— start Text block —

I have to find the two Laurent series expansions of $\frac{1}{z^3}$ about $i$. The only approach I can think of is to do:
$$\frac{1}{z^3} = \frac{1}{(z-i)^3} \left( \frac{z-i}{z} \right) ^3 = \frac{1}{(z-i)^3} \left( 1 - \frac{i}{i+(z-i)} \right) ^3 = \frac{1}{(z-i)^3} \left( 1 - \frac{1}{1-i(z-i)} \right) ^3 $$
This expansion will work in the disk $|z-i|<1:$
$$=\frac{1}{(z-i)^3} \left( 1 - \sum_{n=0}^{\infty}i^n(z-i)^n \right) ^3 =i \left( \sum_{n=0}^{\infty}i^{n}(z-i)^{n} \right) ^3 .$$
But this is nasty, because I don't know how to cube the series! And I don't think anything nice would come out of it, anyway.

— end Text block —
— start Provided data —

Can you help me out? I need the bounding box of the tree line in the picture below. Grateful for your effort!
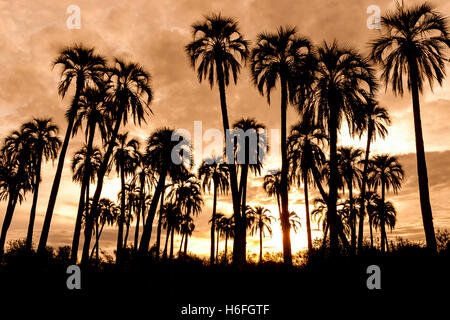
[0,3,450,265]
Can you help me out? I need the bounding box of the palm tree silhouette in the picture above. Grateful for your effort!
[132,150,153,252]
[185,14,248,264]
[198,158,230,264]
[233,118,267,258]
[168,172,203,254]
[251,27,311,264]
[372,198,397,251]
[38,45,105,253]
[358,100,391,250]
[337,147,362,253]
[263,169,281,219]
[90,198,120,261]
[23,118,61,251]
[0,128,34,258]
[247,206,273,263]
[70,145,103,263]
[139,128,187,254]
[369,154,404,252]
[208,212,225,263]
[304,42,376,254]
[178,215,195,256]
[288,118,327,252]
[71,81,111,263]
[82,58,152,263]
[117,181,140,249]
[371,3,450,252]
[217,214,234,263]
[112,132,140,261]
[160,202,182,259]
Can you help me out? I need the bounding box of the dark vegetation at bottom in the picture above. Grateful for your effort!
[0,246,450,319]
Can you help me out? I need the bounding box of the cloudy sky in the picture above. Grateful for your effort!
[0,0,450,254]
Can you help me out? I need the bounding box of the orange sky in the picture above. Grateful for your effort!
[0,0,450,254]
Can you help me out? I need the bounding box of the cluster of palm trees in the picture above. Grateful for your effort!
[186,3,450,264]
[0,4,450,264]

— end Provided data —

◆ Set task A:
In the post about expanding $\frac{1}{z^3}$ about $i$, in what region is the expansion said to work?
◆ Set task B:
Carry the post about the Laurent series of $\frac{1}{z^3}$ about $i$ forward from its last sentence.
The records play no part in this exercise.

◆ Response A:
The disk $|z-i|<1$.

◆ Response B:
The second expansion is in the annulus $|z-i|>1:$
$$\frac{1}{z^3} = ... = \frac{1}{(z-i)^3} \left( 1 - \frac{1}{z-i}\frac{1}{ \frac{1}{z-i}-i} \right) ^3 = \frac{1}{(z-i)^3} \left( 1 - \frac{1}{z-i}\frac{i}{ 1-\frac{-i}{z-i}} \right) ^3 =$$
$$= \left( \frac{1}{z-i} - i \sum_{n=0}^{\infty} \frac{(-i)^n}{(z-i)^{n-2}} \right) ^3$$ Same problem, except now it's even worse... How do I deal with this?
I'm sure you have been taught about this before. $\frac{1}{z^3}$ is regular at $z = i$, so the Laurent series there is simply the ordinary Taylor series expansion (in the vicinity of $i$).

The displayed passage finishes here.